===== Text passage
What I'm trying to say is that as humans, we are no better, but no worse than any other creature. Although we are full of errors, we still have things that make us stand out. We are unique, and to reject someone who is different is to become scum (I said scum, not cum).
 
Lon: Indeed that is an extremely righteous state of mind, and it is to be very much respected. I believe in selflessness and forgiving. To jump to conclusions on a person's character is extremely unjustifiable, and then you miss out on a chance to make yet another acquaintence. And that very much ties in with Blackmuffin's statement.

BM: I agree in entirety with what you are saying. Always being eager to learn is a powerful mechanism, and it will make you very versatile in ways of skills. And when you seek out the unknown, rather than destroy it, more good will come from it than anything. And yeah, people always are skittering for the top of this unseeable hierarchy of fame, fortune, and whatever else. And as some make their way, they'll sabotage others. Sad but true.

But, yes. "To be different is to be human," is what my good friend Sean (Psykan on dA) always says. And if you isolate a person on purpose before getting to know them, it's appalling.
 

Psycho Monkey

Member of the Literary Elite Four
My philosophies are these:

Life is just a game. The one who has the most fun by the end wins.

What doesn't kill you makes you stronger.

Cherish the people you have while you have them because while people come and go, love and regret last for eternity.

And lastly and possibly most importantly:
The Road of Life is rarely ever flat. There will be rough patches, high mountains that must be climbed, stormy weather that must be endured, but things can't be like that forever. Eventually the sun will come back out and you will overcome your obstacles and reach stable ground. Staying in one place out of fear of the unknown will get you nowhere. Turning back because the road ahead is too difficult puts all of your previous efforts to waste. There are many unexplored paths and new people waiting on those paths. Find a particularly hard spot? Ask advice from someone who has already traveled it. In return, be willing to give advice to others who need help getting through rough terrain.
 
My phliosophy on life? Well, it's in all sorts of different religions, but they basically say the same things the same way: Treat others the way you want to be treated. I try to treat everyone I meet equally, though I'm not ashamed to admit that I slip up alot.

Another philosophy is that if you wan people to be happy, sometimes you have to sacrifice some happiness of your own. That could mean giving up a moment of your time to help others, or it could literally mean keeping your own discomforts to yourself for the comfort of others. Sadly, when it comes to family, this philosiphy goes into effect alot.
==========
===== Dataset records
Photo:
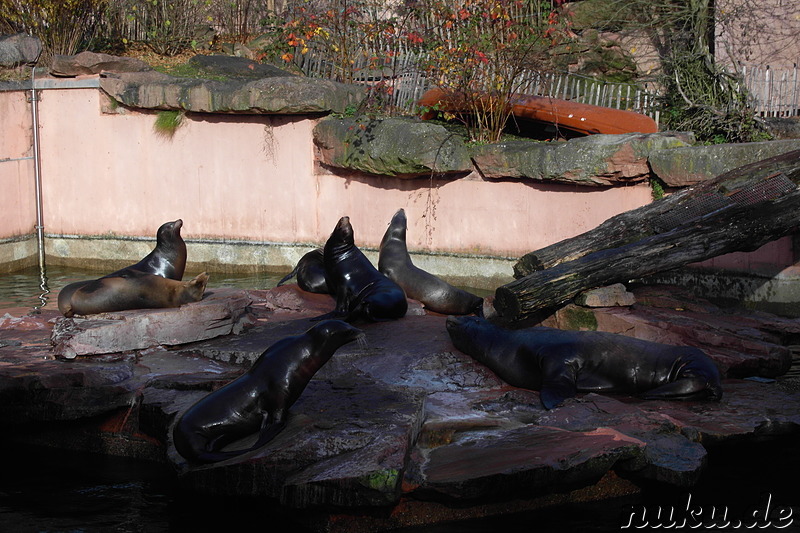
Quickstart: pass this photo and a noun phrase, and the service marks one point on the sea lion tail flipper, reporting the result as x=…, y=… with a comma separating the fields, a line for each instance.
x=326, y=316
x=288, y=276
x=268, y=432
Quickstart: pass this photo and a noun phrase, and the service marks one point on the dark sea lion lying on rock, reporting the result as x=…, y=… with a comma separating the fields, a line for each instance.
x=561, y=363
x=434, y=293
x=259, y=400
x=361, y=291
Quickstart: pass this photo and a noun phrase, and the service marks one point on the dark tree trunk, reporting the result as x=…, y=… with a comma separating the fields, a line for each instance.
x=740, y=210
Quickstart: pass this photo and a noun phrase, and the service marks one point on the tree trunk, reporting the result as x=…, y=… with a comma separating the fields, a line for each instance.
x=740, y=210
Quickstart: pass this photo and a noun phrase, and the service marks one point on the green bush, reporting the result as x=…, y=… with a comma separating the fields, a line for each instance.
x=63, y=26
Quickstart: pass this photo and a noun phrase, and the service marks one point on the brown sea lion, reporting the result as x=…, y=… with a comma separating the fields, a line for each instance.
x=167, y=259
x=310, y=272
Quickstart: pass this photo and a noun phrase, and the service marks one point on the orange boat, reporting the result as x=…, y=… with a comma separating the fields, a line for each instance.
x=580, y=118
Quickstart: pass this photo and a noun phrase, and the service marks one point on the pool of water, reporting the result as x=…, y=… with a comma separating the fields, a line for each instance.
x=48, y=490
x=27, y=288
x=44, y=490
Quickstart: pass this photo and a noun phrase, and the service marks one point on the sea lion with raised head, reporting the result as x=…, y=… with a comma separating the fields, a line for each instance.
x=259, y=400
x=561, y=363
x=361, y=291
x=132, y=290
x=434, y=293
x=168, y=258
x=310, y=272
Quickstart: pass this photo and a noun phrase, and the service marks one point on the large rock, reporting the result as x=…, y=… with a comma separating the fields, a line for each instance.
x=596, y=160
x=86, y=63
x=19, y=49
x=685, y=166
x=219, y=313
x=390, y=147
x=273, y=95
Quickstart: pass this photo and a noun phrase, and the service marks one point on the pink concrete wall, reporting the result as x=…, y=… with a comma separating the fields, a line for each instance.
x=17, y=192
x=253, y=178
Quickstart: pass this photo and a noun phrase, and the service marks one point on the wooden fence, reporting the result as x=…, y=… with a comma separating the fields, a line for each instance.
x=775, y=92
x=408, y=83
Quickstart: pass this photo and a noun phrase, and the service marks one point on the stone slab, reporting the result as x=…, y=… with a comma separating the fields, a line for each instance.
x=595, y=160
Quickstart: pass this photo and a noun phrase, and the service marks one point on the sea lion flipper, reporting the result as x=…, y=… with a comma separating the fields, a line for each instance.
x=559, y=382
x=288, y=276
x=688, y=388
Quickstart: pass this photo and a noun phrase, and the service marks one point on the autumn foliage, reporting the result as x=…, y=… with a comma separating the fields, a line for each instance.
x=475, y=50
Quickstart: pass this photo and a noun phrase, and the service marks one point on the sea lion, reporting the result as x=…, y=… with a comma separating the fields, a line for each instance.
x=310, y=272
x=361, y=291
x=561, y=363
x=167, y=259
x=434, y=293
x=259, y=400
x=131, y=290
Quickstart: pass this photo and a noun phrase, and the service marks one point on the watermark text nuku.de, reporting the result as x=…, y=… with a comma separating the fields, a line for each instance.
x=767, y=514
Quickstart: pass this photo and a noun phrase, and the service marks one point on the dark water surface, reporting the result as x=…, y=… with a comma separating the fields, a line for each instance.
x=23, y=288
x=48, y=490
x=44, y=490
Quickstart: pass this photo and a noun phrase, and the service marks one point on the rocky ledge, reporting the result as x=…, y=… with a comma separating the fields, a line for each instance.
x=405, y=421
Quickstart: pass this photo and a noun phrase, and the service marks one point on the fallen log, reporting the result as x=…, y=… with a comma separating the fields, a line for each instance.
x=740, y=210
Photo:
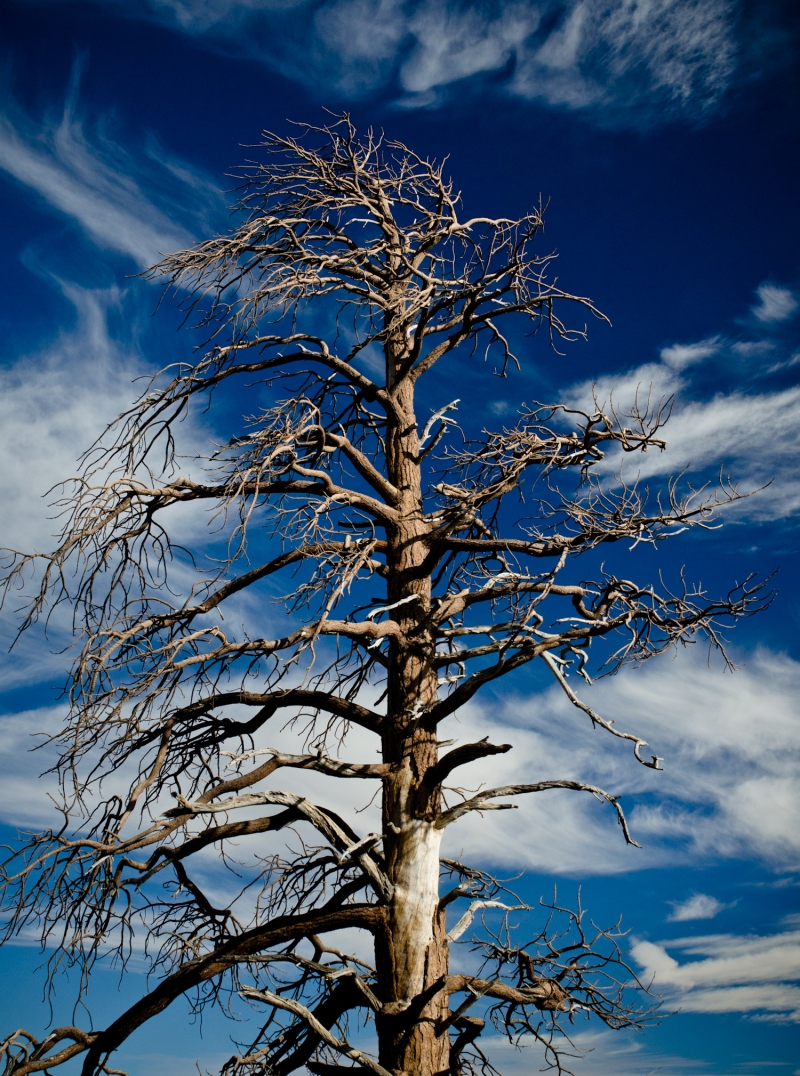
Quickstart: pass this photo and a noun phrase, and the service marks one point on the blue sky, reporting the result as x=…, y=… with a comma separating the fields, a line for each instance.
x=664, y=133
==========
*Complete the following*
1. In the listing, from its first line through the line containing "x=268, y=432", substitute "front flipper" for "tail flipper" and leave everything else unchanged. Omit the pictures from your answer.
2. Continue the text about personal philosophies of life, starting right after its last sentence.

*Answers provided*
1.
Photo:
Quickstart: pass this photo and a noun phrase, and the service marks one point on the sea lion front flipper, reporting the result as x=…, y=… with a comma separating the fields, a line for each instance.
x=326, y=316
x=288, y=276
x=268, y=432

2.
When life knocks you down, you have two options. 1. Lay there on the ground, defeated, and pity yourself as you whither away in your own sorrow. 2. Get up, and rise above it. This helps when you have people who constantly look down on you, or if something bad has happened. Because of this, I've decided to become better than the people who used to ruin my life, and I've also decided to outdo my sister in education, who gave up the promising life of a lawyer just to smoke pot with the wrong crowd.

Don't mistreat others because they're different. If you do, then you're an idiot. I'm sorry, but it's true. Think about it, if the entire world had the same people in it, then it wouldn't be as much fun, now would it. My friends and I are as different as a cat and a shovel, but we still get along. Sometimes different is better.

If you have nothing nice to say, then try to keep it to yourself. No law or religious commandment says that you have to open your mouth everytime something happens.

Laugh. Just laugh your ass off. It really does help. Why? Because it means you're happy. If we weren't meant to laugh, then why do farts sound so funny? Why do donkeys make funny noises? Because, life is just funny, and you have to laugh it off.

And lastly, nobody is perfect. It may be hard, but people, including myself, need to just accept that. however, that shouldn't mean that you should just act like a fool. Nobody can be perfect, but it never hurts to try. Just don't try so hard that you get crushed if something happens.

That should do it. I may have some philosophies that don't make sense, but they seem to help me get by.
 

Linkachu

Hero of Pizza
Staff member
Administrator
Took me awhile to settle on my response for this, but after writing a massive, multi-paragraphed post that I axed... here we go:

Everyone deserves respect, even if you don't like 'em all the time.

Forgiveness is harder than hatred, but understanding is harder than forgiveness. Sympathy =/= empathy.

Don't be quick to judge, blame, or criticize, because at some point in your life you've been a hypocrite just like everyone else.

You're not always right. Learn to accept this and admit when you're wrong. Nobody likes an ego trip, and you're just making yourself look like a douche.

Everyone sucks at first impressions. Don't bank too much on 'em.

Put yourself out of your comfort zone and do things that scare you, just make sure you won't regret it.

"Life is short". "Life is what you make it". "Nothing is black and white, only shades of grey". Three simple, cliche phrases that the average Joe doesn't fully understand, yet basically sum up our world entirely.

What doesn't kill you only makes you stronger, but it can sure as hell hurt.

Even if your actions are futile, always protect what's precious to you. At least you know you tried.

Anyone who thinks logic rules their actions is fooling themselves. Logic and Rational are Emotions bitches.

There's a difference between being a good leader and being a narrow-minded control freak. Figure it out, and don't be the latter. People don't like the latter.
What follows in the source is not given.